### Problem requirements
Only one stretch of the data below is wanted: the lines from the one with "target | tower top" through the one with "target | cloudy sky", repeated exactly.

### Input data
===
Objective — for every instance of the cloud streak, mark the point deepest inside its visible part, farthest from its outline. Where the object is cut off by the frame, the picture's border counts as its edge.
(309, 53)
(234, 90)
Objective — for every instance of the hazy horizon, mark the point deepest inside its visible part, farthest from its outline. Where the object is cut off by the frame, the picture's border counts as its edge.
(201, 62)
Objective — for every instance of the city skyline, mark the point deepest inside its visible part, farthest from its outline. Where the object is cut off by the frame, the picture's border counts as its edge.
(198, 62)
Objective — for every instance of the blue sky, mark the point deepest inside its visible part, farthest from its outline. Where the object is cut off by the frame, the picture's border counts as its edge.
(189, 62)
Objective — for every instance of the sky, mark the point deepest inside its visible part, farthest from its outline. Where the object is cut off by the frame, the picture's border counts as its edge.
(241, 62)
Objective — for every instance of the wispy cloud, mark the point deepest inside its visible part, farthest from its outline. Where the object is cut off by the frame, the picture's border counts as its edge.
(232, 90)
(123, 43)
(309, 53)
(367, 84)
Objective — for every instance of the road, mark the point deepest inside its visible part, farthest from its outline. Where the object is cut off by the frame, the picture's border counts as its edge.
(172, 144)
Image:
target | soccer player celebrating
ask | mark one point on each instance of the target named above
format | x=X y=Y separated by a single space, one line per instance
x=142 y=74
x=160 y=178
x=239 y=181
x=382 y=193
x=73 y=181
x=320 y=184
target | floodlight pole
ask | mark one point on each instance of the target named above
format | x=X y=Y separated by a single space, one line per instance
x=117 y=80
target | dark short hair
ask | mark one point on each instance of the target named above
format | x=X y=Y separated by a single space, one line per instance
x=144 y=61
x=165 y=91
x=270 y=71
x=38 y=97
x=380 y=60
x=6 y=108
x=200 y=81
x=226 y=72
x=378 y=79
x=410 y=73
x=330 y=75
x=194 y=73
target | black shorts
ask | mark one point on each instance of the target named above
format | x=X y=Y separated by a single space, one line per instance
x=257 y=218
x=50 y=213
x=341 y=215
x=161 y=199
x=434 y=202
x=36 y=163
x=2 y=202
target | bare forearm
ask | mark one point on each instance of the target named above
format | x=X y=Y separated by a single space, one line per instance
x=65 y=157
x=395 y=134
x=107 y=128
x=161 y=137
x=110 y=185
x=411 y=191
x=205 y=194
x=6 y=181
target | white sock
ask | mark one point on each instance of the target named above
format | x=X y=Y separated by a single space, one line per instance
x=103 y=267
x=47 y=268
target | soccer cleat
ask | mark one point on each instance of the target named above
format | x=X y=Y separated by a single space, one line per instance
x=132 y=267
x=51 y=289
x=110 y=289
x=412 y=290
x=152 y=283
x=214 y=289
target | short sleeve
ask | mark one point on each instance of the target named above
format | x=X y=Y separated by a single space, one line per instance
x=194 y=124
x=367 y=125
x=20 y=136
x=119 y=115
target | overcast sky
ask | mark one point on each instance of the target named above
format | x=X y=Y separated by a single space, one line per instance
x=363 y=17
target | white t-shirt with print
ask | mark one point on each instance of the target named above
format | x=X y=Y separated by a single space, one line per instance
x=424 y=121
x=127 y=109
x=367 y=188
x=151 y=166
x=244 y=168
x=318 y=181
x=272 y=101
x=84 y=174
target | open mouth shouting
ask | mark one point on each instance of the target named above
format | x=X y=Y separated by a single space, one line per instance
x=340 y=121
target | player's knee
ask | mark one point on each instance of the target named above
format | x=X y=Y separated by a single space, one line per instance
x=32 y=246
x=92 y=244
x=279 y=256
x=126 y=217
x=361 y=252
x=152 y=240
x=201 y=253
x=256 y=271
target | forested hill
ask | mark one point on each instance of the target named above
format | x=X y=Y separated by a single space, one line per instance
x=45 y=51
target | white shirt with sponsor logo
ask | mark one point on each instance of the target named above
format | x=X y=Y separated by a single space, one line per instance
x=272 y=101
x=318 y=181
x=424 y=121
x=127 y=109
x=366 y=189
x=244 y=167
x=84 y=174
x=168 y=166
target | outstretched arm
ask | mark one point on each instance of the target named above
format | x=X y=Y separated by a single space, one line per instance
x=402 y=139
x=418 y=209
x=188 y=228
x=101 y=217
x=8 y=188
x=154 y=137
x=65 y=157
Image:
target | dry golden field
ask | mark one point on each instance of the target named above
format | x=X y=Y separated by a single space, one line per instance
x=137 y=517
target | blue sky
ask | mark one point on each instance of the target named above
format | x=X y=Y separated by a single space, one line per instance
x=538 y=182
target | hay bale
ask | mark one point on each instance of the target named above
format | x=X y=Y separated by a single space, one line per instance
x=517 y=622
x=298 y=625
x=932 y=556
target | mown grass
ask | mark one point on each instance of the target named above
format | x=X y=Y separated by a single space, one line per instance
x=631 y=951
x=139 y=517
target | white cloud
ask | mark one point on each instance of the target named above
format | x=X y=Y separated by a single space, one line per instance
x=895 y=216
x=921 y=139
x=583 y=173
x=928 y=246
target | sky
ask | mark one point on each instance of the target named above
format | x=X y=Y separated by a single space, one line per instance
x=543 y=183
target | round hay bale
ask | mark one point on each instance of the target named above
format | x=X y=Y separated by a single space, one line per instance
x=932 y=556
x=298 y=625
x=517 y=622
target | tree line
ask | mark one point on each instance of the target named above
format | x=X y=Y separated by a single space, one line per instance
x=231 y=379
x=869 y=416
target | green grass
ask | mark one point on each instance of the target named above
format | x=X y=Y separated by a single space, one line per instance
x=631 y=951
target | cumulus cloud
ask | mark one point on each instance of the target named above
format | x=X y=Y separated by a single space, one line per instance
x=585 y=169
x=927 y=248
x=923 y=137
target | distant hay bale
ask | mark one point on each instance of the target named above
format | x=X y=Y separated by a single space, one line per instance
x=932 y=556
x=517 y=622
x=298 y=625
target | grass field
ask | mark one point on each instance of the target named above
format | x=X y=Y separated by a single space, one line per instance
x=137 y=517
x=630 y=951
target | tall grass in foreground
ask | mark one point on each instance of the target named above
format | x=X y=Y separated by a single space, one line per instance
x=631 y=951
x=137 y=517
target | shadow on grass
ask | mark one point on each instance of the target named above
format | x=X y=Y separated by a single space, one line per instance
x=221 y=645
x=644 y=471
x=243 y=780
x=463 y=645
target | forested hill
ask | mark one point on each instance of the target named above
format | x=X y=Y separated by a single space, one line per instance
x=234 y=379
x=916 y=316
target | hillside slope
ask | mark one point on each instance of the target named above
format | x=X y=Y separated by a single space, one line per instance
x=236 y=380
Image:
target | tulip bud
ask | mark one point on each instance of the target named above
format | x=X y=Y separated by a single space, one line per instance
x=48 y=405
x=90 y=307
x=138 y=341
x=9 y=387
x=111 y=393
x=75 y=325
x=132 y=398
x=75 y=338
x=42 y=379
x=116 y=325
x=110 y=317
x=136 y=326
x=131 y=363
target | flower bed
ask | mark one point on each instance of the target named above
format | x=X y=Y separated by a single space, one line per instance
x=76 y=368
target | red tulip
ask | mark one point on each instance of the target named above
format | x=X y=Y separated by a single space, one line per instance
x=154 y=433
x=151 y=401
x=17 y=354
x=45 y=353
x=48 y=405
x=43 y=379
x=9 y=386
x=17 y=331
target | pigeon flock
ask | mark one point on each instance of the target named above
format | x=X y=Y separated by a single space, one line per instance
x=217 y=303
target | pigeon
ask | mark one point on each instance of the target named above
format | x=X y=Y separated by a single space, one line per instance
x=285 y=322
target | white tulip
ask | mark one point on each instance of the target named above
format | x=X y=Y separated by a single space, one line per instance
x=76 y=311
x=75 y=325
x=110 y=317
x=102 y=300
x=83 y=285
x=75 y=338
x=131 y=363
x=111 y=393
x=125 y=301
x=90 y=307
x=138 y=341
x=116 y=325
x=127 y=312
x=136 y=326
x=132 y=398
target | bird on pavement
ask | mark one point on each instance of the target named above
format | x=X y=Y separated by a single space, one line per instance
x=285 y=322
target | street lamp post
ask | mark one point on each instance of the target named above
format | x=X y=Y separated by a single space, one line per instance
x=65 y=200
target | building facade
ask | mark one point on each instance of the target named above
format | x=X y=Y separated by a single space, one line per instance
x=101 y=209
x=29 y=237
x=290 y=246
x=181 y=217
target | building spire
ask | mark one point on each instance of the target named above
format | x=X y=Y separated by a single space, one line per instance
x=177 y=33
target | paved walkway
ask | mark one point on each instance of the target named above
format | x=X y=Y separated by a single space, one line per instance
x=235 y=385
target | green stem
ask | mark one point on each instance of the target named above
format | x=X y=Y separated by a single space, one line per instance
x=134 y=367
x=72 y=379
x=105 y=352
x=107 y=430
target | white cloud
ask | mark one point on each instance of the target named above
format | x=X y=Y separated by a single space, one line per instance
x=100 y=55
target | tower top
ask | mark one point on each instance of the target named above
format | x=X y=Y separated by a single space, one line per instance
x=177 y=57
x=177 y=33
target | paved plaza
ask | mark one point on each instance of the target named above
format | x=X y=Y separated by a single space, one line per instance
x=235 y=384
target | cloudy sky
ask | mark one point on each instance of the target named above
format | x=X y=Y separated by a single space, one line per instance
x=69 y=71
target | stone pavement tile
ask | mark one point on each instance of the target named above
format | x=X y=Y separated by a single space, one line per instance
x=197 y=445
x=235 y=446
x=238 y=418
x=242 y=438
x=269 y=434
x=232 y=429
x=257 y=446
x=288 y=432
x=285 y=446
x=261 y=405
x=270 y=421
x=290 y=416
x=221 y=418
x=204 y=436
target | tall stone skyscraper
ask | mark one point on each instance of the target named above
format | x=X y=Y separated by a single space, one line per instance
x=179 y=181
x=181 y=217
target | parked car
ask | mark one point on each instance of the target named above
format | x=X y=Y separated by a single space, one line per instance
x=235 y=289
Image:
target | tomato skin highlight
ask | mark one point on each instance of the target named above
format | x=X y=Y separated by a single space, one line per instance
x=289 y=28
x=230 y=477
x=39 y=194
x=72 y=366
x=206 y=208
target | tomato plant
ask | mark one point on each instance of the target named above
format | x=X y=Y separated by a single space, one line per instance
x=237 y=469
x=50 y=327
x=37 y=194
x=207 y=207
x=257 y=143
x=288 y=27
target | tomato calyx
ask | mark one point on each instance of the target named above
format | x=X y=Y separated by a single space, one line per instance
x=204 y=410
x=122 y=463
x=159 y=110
===
### Response
target | tower top
ask | mark one point on each instance of the target named above
format | x=X y=Y separated by a single space, one line per instance
x=177 y=57
x=177 y=33
target | paved plaza
ask | mark one point on each instance of the target named above
format | x=X y=Y separated by a single space, one line per instance
x=235 y=384
target | cloudy sky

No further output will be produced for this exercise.